> What you will do: Below are records that must be duplicated exactly.

> Given data:
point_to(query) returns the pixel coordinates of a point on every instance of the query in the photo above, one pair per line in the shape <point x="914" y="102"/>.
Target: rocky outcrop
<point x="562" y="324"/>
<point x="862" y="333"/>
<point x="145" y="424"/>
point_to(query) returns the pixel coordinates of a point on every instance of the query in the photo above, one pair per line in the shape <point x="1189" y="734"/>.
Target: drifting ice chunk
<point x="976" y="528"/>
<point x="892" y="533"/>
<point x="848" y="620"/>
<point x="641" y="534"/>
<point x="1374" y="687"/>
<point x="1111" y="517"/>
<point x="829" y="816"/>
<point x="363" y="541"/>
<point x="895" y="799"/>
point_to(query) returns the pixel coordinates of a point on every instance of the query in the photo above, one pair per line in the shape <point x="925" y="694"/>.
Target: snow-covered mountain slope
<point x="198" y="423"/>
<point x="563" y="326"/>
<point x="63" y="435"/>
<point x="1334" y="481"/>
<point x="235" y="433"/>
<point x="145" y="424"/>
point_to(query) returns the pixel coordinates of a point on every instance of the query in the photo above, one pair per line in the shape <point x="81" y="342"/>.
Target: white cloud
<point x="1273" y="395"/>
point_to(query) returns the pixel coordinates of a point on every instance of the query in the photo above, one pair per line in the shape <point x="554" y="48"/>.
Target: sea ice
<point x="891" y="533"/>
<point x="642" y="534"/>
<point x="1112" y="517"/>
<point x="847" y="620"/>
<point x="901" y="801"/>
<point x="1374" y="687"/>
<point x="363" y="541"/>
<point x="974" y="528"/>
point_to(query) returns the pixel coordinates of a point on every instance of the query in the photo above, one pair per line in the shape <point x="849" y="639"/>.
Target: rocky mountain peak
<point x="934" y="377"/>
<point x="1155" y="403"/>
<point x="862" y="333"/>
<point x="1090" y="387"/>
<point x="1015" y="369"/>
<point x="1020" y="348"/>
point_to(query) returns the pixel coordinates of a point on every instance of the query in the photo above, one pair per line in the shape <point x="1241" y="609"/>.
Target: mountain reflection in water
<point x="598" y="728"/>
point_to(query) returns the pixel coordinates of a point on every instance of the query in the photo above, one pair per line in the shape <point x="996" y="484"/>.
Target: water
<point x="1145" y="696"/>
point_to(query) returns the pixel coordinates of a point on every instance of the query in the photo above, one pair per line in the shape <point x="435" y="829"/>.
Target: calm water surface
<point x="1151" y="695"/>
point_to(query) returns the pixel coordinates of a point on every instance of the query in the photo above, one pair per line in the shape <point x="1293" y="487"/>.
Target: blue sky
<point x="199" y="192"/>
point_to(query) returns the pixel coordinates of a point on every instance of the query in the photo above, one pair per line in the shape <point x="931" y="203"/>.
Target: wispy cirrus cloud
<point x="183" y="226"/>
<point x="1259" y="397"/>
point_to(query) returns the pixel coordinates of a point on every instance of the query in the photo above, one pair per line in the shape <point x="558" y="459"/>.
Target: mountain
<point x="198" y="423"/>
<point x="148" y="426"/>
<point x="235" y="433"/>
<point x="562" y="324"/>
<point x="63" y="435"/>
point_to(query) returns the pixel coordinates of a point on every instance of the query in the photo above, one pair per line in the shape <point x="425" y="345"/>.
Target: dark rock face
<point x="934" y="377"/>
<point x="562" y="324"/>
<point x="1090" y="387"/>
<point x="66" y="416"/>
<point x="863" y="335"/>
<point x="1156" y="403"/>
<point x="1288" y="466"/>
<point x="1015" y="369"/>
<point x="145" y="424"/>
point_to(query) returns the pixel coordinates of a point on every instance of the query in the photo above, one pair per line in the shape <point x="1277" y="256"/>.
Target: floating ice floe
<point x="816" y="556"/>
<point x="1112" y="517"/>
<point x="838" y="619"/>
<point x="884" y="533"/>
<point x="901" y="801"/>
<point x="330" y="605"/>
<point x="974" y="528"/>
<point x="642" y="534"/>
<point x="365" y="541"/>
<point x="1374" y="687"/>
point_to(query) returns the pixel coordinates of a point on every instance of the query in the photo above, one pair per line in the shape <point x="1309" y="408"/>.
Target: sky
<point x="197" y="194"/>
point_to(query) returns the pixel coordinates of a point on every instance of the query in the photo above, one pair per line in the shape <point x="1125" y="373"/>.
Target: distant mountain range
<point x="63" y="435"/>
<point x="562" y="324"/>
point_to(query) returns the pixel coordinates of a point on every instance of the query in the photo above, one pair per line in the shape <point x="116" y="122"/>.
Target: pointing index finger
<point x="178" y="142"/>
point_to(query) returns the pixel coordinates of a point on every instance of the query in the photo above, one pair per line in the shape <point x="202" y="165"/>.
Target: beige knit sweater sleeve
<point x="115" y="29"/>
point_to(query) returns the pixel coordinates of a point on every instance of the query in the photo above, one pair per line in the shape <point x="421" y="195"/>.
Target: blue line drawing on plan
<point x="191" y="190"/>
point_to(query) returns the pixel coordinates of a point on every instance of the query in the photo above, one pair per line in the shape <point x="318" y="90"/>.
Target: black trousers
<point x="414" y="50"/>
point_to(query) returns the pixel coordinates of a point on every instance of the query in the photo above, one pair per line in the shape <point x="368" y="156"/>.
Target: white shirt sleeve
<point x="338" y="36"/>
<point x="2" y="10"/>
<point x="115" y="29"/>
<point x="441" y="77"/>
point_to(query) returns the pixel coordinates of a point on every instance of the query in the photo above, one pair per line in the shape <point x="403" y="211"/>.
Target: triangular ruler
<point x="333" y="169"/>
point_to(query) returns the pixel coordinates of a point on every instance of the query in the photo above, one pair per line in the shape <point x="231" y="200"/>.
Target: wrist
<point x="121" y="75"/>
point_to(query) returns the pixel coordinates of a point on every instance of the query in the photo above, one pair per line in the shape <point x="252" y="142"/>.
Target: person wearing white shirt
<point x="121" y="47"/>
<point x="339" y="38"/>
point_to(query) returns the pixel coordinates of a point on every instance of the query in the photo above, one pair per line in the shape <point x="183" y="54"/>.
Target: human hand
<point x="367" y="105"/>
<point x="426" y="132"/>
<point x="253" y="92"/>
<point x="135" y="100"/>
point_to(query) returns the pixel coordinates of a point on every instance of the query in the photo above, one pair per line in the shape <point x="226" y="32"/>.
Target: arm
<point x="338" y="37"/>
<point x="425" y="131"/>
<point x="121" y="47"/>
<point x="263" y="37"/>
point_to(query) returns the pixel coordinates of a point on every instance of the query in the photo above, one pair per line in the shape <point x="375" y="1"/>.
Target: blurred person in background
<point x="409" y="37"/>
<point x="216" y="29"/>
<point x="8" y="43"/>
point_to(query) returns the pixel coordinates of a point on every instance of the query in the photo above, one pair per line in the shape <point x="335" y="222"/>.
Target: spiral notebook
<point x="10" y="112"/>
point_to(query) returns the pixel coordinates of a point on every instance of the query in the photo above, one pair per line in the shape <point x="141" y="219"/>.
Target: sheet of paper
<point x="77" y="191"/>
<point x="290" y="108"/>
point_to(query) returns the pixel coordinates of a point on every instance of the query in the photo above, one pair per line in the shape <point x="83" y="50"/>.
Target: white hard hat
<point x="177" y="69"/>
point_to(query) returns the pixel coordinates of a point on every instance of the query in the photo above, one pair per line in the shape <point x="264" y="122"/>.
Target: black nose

> Expected answer:
point_to(query) returns the pixel coordinates of a point on every instance of the query in the photo above, one pair per line in the shape <point x="914" y="102"/>.
Target: rocky outcrop
<point x="562" y="324"/>
<point x="862" y="333"/>
<point x="145" y="424"/>
point_to(query) returns the pixel coordinates of a point on every instance of the query in the photo above, one pair per line in the shape <point x="1189" y="734"/>.
Target: drifting ice chunk
<point x="976" y="528"/>
<point x="892" y="533"/>
<point x="848" y="620"/>
<point x="641" y="534"/>
<point x="1374" y="687"/>
<point x="1111" y="517"/>
<point x="829" y="816"/>
<point x="363" y="541"/>
<point x="895" y="799"/>
point_to(query) returns the pixel coordinates of a point on every instance of the query in the photo above, one pair per line in the shape <point x="925" y="694"/>.
Target: snow-covered mountain slope
<point x="198" y="423"/>
<point x="563" y="326"/>
<point x="63" y="435"/>
<point x="1334" y="481"/>
<point x="235" y="433"/>
<point x="145" y="424"/>
point_to(query) returns the pixel coordinates of a point on every instance of the query in the photo above, one pair per line in the shape <point x="81" y="342"/>.
Target: white cloud
<point x="1273" y="395"/>
point_to(query) returns the pixel coordinates of a point on every instance of the query in the photo above, one pair per line in the shape <point x="554" y="48"/>.
Target: sea ice
<point x="891" y="533"/>
<point x="642" y="534"/>
<point x="1112" y="517"/>
<point x="847" y="620"/>
<point x="901" y="801"/>
<point x="1374" y="687"/>
<point x="363" y="541"/>
<point x="974" y="528"/>
point_to(query) returns the pixel coordinates of a point on every instance of the query in the photo above, one pair per line in the shape <point x="849" y="639"/>.
Target: rocky mountain peak
<point x="934" y="377"/>
<point x="1155" y="403"/>
<point x="862" y="333"/>
<point x="1090" y="387"/>
<point x="1015" y="369"/>
<point x="1020" y="348"/>
point_to(query) returns the pixel coordinates of a point on every instance of the query in the photo above, one pair per line in the shape <point x="1241" y="609"/>.
Target: mountain reflection in water
<point x="598" y="728"/>
point_to(query) returns the pixel coordinates of a point on every instance of the query in the photo above, one pair per line in the shape <point x="996" y="484"/>.
Target: water
<point x="1145" y="696"/>
point_to(query) returns the pixel coordinates of a point on every instance of the query in the photo above, one pair per line in the shape <point x="435" y="829"/>.
Target: calm water surface
<point x="1151" y="695"/>
point_to(query) returns the pixel coordinates of a point on every instance of the query in the photo above, one pair per line in the shape <point x="1293" y="487"/>.
Target: blue sky
<point x="199" y="192"/>
point_to(query) returns the pixel coordinates of a point on every instance of the query in the photo above, one pair per line in the shape <point x="931" y="203"/>.
Target: wispy cirrus cloud
<point x="183" y="226"/>
<point x="1259" y="397"/>
point_to(query) returns the pixel coordinates of a point on every instance of the query in the photo above, one pair per line in the shape <point x="558" y="459"/>.
Target: mountain
<point x="198" y="423"/>
<point x="148" y="426"/>
<point x="235" y="433"/>
<point x="562" y="324"/>
<point x="63" y="435"/>
point_to(query) returns the pixel coordinates of a point on every instance of the query in the photo above, one pair per line in the shape <point x="425" y="345"/>.
Target: dark rock face
<point x="934" y="377"/>
<point x="562" y="324"/>
<point x="1090" y="387"/>
<point x="66" y="416"/>
<point x="863" y="335"/>
<point x="1156" y="403"/>
<point x="1288" y="466"/>
<point x="1015" y="369"/>
<point x="145" y="424"/>
point_to(query) returns the pixel coordinates of a point on every instance of the query in the photo above, one pair per line in the shape <point x="1277" y="256"/>.
Target: floating ice floe
<point x="816" y="556"/>
<point x="1112" y="517"/>
<point x="838" y="619"/>
<point x="884" y="533"/>
<point x="901" y="801"/>
<point x="330" y="605"/>
<point x="974" y="528"/>
<point x="642" y="534"/>
<point x="365" y="541"/>
<point x="1374" y="687"/>
point_to(query) returns the pixel coordinates of a point on every instance of the query in the photo above, one pair per line in the shape <point x="1309" y="408"/>.
Target: sky
<point x="197" y="194"/>
point_to(query) returns the pixel coordinates of a point on every instance of the query in the photo above, one pair per line in the shape <point x="1125" y="373"/>.
Target: distant mountain range
<point x="63" y="435"/>
<point x="562" y="324"/>
point_to(query) returns the pixel coordinates of a point on every instance of the query in the photo above, one pair per line in the shape <point x="116" y="122"/>.
Target: pointing index finger
<point x="178" y="142"/>
point_to(query) returns the pixel coordinates of a point on every instance of the query in the photo above, one pair per line in the shape <point x="202" y="165"/>.
Target: beige knit sweater sleeve
<point x="115" y="29"/>
point_to(query) returns the pixel coordinates of a point on every instance of the query in the photo above, one pair per line in the shape <point x="421" y="195"/>.
Target: blue line drawing on plan
<point x="191" y="190"/>
point_to(query) returns the pixel coordinates of a point on every instance of the query in the photo above, one pair per line in the shape <point x="318" y="90"/>.
Target: black trousers
<point x="414" y="50"/>
point_to(query) returns the pixel coordinates of a point on every instance of the query in the photo above, one pair per line in the shape <point x="368" y="156"/>.
Target: white shirt sleeve
<point x="338" y="36"/>
<point x="2" y="10"/>
<point x="115" y="29"/>
<point x="441" y="77"/>
point_to(query) returns the pixel coordinates of a point on every instance of the query in the photo above, one pair per line in the shape <point x="403" y="211"/>.
Target: triangular ruler
<point x="333" y="169"/>
point_to(query) returns the pixel coordinates of a point on every instance of the query in the photo above, one pair per line in the shape <point x="231" y="200"/>.
Target: wrist
<point x="121" y="75"/>
point_to(query) returns the pixel coordinates of a point on every instance of the query in the photo above, one pair per line in the shape <point x="252" y="142"/>.
Target: person wearing white shirt
<point x="121" y="47"/>
<point x="339" y="38"/>
point_to(query) returns the pixel coordinates of a point on every instance of the query in the photo above, one pair per line in the shape <point x="183" y="54"/>.
Target: human hand
<point x="367" y="105"/>
<point x="426" y="132"/>
<point x="253" y="92"/>
<point x="135" y="100"/>
point_to(query) returns the pixel coordinates of a point on every instance of the query in the photo above, one pair per line in the shape <point x="226" y="32"/>.
Target: arm
<point x="338" y="37"/>
<point x="425" y="131"/>
<point x="121" y="47"/>
<point x="263" y="37"/>
point_to(query) returns the pixel coordinates of a point on every instance of the query in the photo above, one pair per line in the shape <point x="375" y="1"/>.
Target: blurred person in background
<point x="409" y="37"/>
<point x="216" y="29"/>
<point x="8" y="43"/>
point_to(query) returns the pixel coordinates of a point on every instance of the query in the photo above, one pair per line in the shape <point x="335" y="222"/>.
Target: spiral notebook
<point x="10" y="112"/>
point_to(query) returns the pixel coordinates of a point on every instance of the query in the photo above, one pair per line in the shape <point x="141" y="219"/>.
Target: sheet of paper
<point x="77" y="191"/>
<point x="290" y="108"/>
point_to(query) returns the pixel coordinates of a point on every instance of the query in the photo above, one pair per line in the shape <point x="83" y="50"/>.
Target: white hard hat
<point x="177" y="69"/>
point_to(query) returns the pixel coordinates of a point on every instance of the query in the photo above, one pair per line in the shape <point x="264" y="122"/>.
Target: black nose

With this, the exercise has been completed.